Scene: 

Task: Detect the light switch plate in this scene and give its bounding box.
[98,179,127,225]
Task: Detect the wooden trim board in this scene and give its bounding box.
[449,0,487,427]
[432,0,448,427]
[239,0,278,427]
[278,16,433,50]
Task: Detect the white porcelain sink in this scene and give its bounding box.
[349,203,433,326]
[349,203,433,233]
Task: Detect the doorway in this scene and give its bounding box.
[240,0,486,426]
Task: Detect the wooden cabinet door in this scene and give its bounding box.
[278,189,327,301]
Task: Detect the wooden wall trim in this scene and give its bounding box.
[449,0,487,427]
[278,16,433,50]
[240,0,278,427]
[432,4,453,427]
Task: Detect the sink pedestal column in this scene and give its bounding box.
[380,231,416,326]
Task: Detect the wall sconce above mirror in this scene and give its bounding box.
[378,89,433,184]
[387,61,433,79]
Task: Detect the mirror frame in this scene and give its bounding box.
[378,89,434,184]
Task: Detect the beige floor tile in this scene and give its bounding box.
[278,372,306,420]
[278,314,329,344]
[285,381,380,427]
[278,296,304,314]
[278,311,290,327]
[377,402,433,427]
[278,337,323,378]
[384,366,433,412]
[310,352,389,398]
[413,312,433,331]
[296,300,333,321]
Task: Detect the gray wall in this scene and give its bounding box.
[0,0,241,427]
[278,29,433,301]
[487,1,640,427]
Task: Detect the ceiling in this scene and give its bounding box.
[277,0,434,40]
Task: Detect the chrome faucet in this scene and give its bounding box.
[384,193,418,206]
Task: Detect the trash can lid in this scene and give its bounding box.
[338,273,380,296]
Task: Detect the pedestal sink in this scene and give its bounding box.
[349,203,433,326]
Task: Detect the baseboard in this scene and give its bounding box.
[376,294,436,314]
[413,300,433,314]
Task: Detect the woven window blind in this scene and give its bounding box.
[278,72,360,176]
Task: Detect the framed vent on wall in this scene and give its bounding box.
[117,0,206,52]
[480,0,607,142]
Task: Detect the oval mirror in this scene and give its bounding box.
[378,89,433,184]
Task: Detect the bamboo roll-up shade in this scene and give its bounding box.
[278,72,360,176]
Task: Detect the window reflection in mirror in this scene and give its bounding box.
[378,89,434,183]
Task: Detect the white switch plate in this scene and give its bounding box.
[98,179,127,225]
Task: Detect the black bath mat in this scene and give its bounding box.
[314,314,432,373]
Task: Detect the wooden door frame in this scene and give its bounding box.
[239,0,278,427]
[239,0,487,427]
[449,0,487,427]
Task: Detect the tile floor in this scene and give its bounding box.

## WHAT THE EXERCISE ASKS
Rewrite the part that opens with the line containing "Task: Detect the white switch" and closes with the last of the lines, replacing "black" with "dark" and changing nothing else.

## THE OUTPUT
Task: Detect the white switch plate in this scene and give its bounding box.
[98,179,127,225]
Task: Detect the dark bath mat in this scene and give its bounding box.
[314,314,432,373]
Task: Detect the wooden door frame in this scene and give its bounding box.
[239,0,278,427]
[239,0,487,427]
[449,0,487,427]
Task: Detect the tile floor in this scene and give its bounding box.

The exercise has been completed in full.